**AUFGABEN:**
A. Schreiben Sie aus der Urteilszusammenfassung den Wortlaut ab, beginnend bei „Anlass des Rechtsstreits: Das“ und weiter bis einschließlich „Organisation, erneut angefochten.“.
B. Fassen Sie in der Urteilszusammenfassung den Absatz, der mit „Anlass des Rechtsstreits“ beginnt, als Stichpunktliste zusammen und behalten Sie dabei seine wesentlichen Fakten bei.
C. Von welchem Datum ist das Urteil, das in der Urteilszusammenfassung behandelt wird?

Zusammenfassung des Urteils des UK Supreme Court: For Women Scotland Ltd v The Scottish Ministers ([2025] UKSC 16, Urteil vom 16. April 2025)
Hintergrund
Der Fall betrifft die Auslegung der Begriffe „Frau“, „Mann“ und „Geschlecht“ im Sinne des britischen Equality Act 2010 (EA 2010). Streitpunkt war, ob trans Frauen mit einem Gender Recognition Certificate (GRC) – also rechtlich anerkannter Änderung des Geschlechts – unter die gesetzliche Definition einer Frau im Gleichstellungsgesetz fallen.
Anlass des Rechtsstreits: Das schottische Gesetz Gender Representation on Public Boards (Scotland) Act 2018 (ASP 2018) fördert die Repräsentation von Frauen in öffentlichen Gremien. Es beinhaltete eine Definition von „Frau“, die auch trans Frauen einschloss. Nach einem ersten erfolgreichen Rechtsstreit (FWS1) gegen diese Definition, wurde eine überarbeitete Leitlinie herausgegeben, die nun auf den Wortlaut des EA 2010 Bezug nimmt. Diese neue Auslegung wurde von For Women Scotland Ltd, einer feministischen Organisation, erneut angefochten.

**VORLIEGENDE ZEILEN:**
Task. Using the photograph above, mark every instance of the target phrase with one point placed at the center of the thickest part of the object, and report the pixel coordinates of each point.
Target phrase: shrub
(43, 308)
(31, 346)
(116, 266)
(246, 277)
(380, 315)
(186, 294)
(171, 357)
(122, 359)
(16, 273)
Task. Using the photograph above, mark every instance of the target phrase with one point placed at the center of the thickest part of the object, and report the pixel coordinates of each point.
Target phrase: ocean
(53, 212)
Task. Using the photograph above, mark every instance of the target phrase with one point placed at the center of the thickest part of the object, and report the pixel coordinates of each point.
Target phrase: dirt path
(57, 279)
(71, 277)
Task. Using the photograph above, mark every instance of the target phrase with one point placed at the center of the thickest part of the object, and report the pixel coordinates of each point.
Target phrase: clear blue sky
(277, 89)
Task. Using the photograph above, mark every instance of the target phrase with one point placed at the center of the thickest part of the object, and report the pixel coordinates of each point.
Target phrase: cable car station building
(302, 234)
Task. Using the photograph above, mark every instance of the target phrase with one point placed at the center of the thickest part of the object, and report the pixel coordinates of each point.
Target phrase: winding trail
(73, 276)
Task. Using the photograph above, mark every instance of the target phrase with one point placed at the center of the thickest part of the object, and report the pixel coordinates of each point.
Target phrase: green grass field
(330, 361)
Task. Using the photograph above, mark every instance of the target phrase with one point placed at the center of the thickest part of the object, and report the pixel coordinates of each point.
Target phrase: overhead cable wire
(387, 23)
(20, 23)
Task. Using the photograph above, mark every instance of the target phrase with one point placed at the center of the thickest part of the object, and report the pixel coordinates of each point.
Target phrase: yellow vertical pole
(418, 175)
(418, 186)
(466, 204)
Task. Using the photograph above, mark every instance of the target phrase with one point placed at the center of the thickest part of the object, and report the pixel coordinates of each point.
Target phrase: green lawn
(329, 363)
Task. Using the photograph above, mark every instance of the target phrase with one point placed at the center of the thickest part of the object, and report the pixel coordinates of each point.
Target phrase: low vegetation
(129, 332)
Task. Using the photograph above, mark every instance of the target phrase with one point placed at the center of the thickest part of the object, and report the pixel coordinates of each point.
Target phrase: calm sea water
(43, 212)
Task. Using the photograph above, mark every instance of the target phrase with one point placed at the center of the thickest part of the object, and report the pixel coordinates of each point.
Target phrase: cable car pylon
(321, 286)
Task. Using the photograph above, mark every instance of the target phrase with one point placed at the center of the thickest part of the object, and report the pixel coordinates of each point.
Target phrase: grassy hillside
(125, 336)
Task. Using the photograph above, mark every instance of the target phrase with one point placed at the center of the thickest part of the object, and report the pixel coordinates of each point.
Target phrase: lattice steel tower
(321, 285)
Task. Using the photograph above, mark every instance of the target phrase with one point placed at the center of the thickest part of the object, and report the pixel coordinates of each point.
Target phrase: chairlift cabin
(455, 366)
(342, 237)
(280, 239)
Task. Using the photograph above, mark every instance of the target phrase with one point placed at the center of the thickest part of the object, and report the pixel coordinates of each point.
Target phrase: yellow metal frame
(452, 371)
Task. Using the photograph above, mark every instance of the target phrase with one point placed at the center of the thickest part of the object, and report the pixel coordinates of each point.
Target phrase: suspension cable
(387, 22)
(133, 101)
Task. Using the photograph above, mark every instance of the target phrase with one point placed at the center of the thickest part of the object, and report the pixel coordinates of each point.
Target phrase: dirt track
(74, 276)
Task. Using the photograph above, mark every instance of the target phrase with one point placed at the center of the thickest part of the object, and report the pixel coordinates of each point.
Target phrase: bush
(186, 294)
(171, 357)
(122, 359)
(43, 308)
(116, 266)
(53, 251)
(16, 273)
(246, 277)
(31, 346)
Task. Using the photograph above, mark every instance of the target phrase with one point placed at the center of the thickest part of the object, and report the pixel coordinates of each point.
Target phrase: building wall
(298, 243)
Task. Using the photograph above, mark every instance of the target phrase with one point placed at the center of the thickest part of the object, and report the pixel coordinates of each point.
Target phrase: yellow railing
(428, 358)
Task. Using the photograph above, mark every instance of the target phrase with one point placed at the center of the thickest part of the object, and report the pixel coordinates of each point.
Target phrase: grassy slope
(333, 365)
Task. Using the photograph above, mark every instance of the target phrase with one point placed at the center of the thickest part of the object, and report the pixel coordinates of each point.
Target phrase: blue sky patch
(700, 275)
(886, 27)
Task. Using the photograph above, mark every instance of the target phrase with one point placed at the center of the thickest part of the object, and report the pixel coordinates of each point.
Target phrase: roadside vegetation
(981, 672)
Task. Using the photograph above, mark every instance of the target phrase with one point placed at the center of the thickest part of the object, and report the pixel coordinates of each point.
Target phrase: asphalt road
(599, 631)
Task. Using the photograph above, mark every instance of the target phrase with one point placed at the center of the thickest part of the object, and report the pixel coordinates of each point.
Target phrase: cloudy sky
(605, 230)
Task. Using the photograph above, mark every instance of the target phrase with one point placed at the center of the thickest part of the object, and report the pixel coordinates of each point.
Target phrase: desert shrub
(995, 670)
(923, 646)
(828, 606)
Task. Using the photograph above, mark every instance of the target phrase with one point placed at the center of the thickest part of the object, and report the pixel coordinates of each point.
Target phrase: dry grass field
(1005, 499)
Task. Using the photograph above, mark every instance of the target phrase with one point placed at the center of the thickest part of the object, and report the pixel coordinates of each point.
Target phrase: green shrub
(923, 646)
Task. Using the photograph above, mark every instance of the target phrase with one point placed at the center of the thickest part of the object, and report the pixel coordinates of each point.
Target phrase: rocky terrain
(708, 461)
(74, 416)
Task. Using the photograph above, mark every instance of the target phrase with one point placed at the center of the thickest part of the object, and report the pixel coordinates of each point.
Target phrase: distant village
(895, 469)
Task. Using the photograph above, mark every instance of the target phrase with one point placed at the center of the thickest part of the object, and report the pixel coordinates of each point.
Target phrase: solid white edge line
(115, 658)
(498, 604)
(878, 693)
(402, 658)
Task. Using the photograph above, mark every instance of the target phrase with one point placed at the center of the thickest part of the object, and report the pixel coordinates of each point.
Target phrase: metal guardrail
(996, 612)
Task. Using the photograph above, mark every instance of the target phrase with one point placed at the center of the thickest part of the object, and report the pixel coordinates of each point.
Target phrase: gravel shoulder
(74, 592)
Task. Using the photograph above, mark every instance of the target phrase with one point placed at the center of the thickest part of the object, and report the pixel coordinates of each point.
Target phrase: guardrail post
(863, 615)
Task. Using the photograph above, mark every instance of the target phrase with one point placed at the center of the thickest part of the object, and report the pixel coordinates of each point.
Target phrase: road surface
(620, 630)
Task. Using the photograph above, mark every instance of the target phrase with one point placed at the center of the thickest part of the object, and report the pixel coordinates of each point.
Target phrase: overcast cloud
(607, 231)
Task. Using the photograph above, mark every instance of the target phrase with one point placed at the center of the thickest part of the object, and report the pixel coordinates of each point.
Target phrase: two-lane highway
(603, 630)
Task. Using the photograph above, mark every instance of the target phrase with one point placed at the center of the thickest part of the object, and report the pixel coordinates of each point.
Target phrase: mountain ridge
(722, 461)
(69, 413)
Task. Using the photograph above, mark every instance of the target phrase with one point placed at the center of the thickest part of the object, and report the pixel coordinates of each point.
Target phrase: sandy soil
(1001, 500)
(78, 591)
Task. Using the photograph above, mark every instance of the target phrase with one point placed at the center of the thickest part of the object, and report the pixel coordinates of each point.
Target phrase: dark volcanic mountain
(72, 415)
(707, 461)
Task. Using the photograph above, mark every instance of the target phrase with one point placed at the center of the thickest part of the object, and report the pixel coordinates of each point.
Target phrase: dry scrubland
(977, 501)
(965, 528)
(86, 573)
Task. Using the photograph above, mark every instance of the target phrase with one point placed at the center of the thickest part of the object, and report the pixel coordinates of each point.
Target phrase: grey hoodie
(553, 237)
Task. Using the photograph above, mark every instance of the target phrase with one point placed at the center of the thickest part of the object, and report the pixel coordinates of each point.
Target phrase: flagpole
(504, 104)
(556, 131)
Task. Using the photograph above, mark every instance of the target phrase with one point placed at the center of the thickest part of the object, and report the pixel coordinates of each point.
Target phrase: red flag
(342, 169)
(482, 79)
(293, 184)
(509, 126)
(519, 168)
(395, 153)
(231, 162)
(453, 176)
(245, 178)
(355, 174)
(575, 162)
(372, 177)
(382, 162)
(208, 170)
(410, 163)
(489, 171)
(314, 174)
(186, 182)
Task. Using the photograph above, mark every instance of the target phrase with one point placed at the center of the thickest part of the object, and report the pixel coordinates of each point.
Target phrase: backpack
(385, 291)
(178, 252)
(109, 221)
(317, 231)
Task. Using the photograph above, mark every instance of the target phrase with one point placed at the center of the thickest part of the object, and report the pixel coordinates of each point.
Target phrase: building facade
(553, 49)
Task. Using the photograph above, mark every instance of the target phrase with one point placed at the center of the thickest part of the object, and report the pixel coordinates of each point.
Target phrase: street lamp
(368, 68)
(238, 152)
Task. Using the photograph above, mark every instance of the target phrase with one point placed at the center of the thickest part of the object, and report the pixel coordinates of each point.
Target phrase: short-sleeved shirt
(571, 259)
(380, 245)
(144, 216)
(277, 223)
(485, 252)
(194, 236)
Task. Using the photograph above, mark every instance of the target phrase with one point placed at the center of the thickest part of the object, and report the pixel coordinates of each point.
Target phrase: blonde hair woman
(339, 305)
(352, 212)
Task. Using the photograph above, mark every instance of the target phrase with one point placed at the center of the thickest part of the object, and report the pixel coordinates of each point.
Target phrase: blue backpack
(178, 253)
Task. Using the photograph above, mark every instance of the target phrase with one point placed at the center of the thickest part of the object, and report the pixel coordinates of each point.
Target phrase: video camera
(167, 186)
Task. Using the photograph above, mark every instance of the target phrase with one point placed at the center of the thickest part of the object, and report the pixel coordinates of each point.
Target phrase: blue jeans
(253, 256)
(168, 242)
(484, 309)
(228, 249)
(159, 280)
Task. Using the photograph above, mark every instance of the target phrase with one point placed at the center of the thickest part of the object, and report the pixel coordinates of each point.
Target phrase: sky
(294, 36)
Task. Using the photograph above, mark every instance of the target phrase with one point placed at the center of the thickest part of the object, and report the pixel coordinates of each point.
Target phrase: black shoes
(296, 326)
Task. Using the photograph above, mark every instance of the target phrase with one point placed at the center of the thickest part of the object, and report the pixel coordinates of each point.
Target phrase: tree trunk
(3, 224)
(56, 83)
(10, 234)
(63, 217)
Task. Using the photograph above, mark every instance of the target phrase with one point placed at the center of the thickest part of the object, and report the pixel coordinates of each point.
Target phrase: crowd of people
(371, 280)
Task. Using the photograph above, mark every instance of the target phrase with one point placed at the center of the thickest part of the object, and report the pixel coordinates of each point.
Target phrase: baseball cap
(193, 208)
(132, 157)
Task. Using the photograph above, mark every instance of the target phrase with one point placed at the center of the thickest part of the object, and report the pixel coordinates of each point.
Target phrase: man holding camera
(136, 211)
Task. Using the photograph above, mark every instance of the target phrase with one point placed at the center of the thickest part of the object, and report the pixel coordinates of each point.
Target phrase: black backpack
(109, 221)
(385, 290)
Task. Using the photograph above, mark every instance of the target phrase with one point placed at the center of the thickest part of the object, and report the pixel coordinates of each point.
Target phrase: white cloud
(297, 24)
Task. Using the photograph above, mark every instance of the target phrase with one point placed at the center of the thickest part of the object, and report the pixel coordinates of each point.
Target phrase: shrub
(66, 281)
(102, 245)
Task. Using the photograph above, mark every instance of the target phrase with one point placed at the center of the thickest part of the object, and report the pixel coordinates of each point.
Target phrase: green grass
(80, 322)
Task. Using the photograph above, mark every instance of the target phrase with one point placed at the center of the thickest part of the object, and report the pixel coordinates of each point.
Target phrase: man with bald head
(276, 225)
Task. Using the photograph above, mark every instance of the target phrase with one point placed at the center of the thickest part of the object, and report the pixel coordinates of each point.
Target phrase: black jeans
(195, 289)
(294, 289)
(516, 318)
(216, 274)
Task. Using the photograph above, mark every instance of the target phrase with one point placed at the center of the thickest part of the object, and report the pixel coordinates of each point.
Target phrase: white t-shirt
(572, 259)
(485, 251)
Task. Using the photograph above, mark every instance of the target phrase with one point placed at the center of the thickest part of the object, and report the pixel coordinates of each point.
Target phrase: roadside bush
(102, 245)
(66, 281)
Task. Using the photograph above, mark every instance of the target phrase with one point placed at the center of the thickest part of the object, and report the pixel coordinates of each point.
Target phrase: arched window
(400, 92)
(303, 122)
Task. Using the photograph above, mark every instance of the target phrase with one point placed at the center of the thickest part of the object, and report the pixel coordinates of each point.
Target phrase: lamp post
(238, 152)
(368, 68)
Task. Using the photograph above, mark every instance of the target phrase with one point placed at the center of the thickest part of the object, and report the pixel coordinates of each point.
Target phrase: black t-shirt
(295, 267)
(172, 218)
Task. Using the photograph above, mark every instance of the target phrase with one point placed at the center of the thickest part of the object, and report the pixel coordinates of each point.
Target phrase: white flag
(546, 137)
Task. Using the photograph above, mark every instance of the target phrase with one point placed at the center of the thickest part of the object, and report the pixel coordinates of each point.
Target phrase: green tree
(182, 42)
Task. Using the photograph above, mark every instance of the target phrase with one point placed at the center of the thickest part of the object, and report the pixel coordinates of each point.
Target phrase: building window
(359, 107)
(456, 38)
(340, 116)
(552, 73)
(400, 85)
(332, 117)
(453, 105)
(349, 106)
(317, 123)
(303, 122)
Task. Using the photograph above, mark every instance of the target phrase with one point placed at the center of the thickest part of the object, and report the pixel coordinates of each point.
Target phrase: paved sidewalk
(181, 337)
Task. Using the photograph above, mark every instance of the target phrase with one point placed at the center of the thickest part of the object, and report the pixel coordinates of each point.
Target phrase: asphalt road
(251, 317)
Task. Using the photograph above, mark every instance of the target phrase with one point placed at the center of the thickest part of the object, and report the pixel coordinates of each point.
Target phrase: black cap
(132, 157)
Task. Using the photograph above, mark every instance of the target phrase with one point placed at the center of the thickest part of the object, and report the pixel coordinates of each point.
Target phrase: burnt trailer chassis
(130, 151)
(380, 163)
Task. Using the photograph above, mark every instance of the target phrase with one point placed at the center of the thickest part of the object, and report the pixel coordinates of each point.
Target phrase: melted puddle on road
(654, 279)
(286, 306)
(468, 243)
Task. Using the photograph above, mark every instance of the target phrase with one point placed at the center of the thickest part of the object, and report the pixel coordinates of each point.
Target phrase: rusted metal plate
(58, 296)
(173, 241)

**LÖSUNGEN:**
A.
Anlass des Rechtsstreits: Das schottische Gesetz Gender Representation on Public Boards (Scotland) Act 2018 (ASP 2018) fördert die Repräsentation von Frauen in öffentlichen Gremien. Es beinhaltete eine Definition von „Frau“, die auch trans Frauen einschloss. Nach einem ersten erfolgreichen Rechtsstreit (FWS1) gegen diese Definition, wurde eine überarbeitete Leitlinie herausgegeben, die nun auf den Wortlaut des EA 2010 Bezug nimmt. Diese neue Auslegung wurde von For Women Scotland Ltd, einer feministischen Organisation, erneut angefochten.

B.
- Der Gender Representation on Public Boards (Scotland) Act 2018 (ASP 2018) fördert die Repräsentation von Frauen in öffentlichen Gremien.
- Seine Definition von „Frau“ schloss auch trans Frauen ein.
- Nach einem ersten erfolgreichen Rechtsstreit (FWS1) gegen diese Definition erschien eine überarbeitete Leitlinie, die auf den Wortlaut des EA 2010 Bezug nimmt.
- Die feministische Organisation For Women Scotland Ltd focht diese neue Auslegung erneut an.

C. Vom 16. April 2025.